The task: Pick up the comment thread on whether the two parties really differ on finance and defense, and keep writing it after its last line.

Study text:
________________________

But on the first-order issues of finance and imperialism, yes, of course there is no difference between the parties. Just ask yourself, what is the most important domestic-policy post? Fed chair, no question. And the most important military post? Secretary of Defense. And for both those jobs, Obama reappointed Bush’s picks. How much clearer does he have to make it to you, that on the big questions you don’t get a vote?

61

John Protevi 08.26.10 at 6:46 pm

LM @59. Cf Bill Clinton, Nov 4, 1992, Little Rock. The change agent sayeth

I also look forward to getting to work on the hard and vital task of restoring our nation’s economic strength. Today I say to our financial and business leaders that although change is on the horizon, we understand the need to pursue stability even as we pursue new growth. The changes I seek will strengthen America’s market systems not weaken them.

62

mds 08.26.10 at 7:05 pm

This is true, of course. But also not libertarians.

________________________

Material supplied:
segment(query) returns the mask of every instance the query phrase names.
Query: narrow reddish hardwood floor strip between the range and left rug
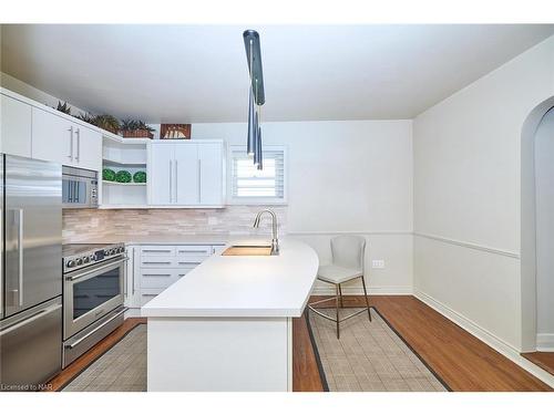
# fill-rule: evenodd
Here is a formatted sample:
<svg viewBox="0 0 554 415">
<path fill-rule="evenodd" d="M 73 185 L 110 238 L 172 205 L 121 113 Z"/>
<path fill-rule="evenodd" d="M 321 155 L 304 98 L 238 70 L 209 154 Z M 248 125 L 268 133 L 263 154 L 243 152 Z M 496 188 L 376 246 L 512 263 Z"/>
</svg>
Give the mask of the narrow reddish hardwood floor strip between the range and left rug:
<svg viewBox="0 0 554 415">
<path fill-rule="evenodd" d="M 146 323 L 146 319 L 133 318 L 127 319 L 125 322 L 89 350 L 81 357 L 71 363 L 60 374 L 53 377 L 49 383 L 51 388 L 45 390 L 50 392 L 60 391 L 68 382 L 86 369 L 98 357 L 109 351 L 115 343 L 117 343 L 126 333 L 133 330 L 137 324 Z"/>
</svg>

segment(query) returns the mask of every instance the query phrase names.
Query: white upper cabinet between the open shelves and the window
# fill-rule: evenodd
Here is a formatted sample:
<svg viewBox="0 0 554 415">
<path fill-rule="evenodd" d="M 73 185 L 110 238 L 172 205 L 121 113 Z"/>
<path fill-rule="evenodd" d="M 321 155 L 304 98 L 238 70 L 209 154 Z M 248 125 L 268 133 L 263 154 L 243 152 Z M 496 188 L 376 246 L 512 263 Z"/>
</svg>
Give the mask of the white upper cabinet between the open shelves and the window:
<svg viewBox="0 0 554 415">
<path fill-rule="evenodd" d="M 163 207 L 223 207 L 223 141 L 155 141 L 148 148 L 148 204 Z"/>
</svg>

________________________

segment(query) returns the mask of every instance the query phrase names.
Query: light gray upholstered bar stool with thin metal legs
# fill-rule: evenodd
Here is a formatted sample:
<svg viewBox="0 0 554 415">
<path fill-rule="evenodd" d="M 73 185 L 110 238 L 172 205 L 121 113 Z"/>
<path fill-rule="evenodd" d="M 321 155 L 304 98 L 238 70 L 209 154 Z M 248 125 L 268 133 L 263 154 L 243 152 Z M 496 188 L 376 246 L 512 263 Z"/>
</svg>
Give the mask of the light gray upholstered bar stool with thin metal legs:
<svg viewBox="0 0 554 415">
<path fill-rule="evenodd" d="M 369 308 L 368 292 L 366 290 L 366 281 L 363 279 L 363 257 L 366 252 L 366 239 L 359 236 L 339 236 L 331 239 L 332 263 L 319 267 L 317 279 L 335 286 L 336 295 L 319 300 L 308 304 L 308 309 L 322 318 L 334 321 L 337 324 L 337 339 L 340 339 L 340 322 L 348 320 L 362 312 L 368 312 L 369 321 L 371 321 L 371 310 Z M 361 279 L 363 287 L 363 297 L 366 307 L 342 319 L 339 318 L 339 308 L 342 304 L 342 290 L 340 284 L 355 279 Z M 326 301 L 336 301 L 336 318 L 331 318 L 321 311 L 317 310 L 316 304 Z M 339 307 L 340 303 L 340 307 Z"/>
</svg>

________________________

Reply to the task:
This may smack of Puchalskyism (not Puchalskyitism, note), but yeah, also libertarians, for so effectively catapaulting the propaganda. Think “freshwater economics.” Think of all the damage wrought because some goddamn moron drew a stupid curve on his napkin. Just because they’re not effectively refuted, or are even embraced, by the Very Serious center-left politicians, doesn’t absolve those who devised and promote the ideas.

Now, if you’ll excuse me, I have to start a band. It’s going to be called “Bitching on the Internet.”

63

Ginger Yellow 08.26.10 at 7:14 pm

Pascal: not sure why you include GalCiv in that list. Its economy is nowhere near as fleshed out as in Sid Meier’s games, let alone something like Europa Universalis or Victoria. It’s basically bread and circuses.

Anyway, the article linked to in the original OP is pretty funny, in that it involves someone bringing an ideology to a system they don’t really understand and then when it doesn’t work, blaming the system (cf free market economists and the financial crisis). It’s really not very hard to make a perfectly functioning city in Caeasar III (some odd pathing quirks aside) , so long as you take the time to understand the mechanics. Simply asserting that it should work like so and then throwing up your hands when it doesn’t isn’t really a viable strategy.

64

chris 08.26.10 at 9:35 pm

Just ask yourself, what is the most important domestic-policy post? Fed chair, no question. And the most important military post? Secretary of Defense. And for both those jobs, Obama reappointed Bush’s picks. How much clearer does he have to make it to you, that on the big questions you don’t get a vote?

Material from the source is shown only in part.